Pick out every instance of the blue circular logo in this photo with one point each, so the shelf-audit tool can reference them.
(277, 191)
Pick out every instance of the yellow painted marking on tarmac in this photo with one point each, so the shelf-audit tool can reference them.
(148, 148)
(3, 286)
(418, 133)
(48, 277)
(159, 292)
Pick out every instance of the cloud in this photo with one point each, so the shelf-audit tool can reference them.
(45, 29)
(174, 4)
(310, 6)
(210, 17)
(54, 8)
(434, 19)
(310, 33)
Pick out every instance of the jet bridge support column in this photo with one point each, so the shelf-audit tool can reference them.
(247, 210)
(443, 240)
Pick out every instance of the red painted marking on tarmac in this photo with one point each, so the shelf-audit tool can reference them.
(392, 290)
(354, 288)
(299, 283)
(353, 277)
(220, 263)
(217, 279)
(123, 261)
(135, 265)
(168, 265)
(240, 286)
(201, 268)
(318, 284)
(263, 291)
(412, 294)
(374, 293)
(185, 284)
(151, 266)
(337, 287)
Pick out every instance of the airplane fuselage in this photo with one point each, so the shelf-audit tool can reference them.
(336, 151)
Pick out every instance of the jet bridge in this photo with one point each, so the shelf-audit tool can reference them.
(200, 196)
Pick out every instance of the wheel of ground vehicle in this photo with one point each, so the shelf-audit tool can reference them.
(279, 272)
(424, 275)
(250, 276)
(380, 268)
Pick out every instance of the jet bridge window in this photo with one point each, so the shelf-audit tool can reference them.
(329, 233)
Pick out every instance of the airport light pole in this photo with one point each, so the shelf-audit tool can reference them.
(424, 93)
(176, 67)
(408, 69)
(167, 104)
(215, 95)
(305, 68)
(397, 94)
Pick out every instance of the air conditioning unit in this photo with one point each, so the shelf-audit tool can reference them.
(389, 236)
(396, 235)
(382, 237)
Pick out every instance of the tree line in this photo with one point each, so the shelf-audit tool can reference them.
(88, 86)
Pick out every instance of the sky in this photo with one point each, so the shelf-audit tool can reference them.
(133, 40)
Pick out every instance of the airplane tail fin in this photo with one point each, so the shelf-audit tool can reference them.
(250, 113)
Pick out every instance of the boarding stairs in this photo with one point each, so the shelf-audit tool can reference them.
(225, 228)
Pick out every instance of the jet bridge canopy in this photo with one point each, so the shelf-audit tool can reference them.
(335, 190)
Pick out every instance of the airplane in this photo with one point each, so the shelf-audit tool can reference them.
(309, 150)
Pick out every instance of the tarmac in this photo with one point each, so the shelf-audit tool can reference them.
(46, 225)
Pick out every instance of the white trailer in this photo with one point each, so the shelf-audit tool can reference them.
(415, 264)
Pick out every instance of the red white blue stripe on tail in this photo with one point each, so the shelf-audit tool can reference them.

* [TASK REQUIREMENTS]
Send back exactly the lines from the line with "Pick out every instance of the airplane fuselage" through the end of the records.

* [WRITTEN ANSWER]
Pick out every instance of the airplane fuselage in this photo with one point each, so the shelf-audit tool can reference them.
(336, 151)
Pick out every instance of the jet bridge in this photo with one point each, so the shelf-audit tool can reference them.
(200, 196)
Pick out every instance of the wheel of ground vehicle in this photo with one point each, so the shelf-audit tool can reference them.
(279, 272)
(424, 275)
(250, 276)
(380, 268)
Pick out every instance of the jet bridge window in this photo with one point each, so the shelf-audit tool can reference them.
(329, 233)
Pick out every instance of the airport light pole in this photo with one point each, so the shelf-audit tool can reference them.
(424, 93)
(176, 67)
(408, 69)
(167, 104)
(215, 95)
(305, 68)
(397, 94)
Pick out every instance of the air conditioning unit in this photo with one point each, so the shelf-audit tool can reference them.
(389, 236)
(396, 235)
(382, 237)
Pick out every instance of the tree line in this photo with one point each, so the shelf-audit tool can reference them.
(88, 86)
Pick out every instance of the sky in this photo with one point each, so the shelf-audit tool can reference them.
(133, 40)
Pick out every instance of the airplane tail fin in this photo with one point each, so the shelf-audit tool can reference them.
(250, 113)
Pick out every instance of the boarding stairs in this photo with one point each, so the shelf-audit tool can reference them.
(225, 228)
Pick out every instance of the jet bridge canopy in this photo with one point each, so the shelf-audit tool can reference them.
(335, 190)
Pick out every instance of the airplane in this photo with one point each, so the shelf-audit tool can reference them.
(309, 150)
Pick out every instance of the tarmac in this photo with one point each, so the shelf-audit tool can reference them.
(46, 225)
Pick out every instance of the white trailer in this photo with one point each, so the shelf-audit tool can reference them.
(415, 264)
Pick out every instance of the red white blue stripe on tail in this photo with one point each, so the shelf-audit tool can reference them.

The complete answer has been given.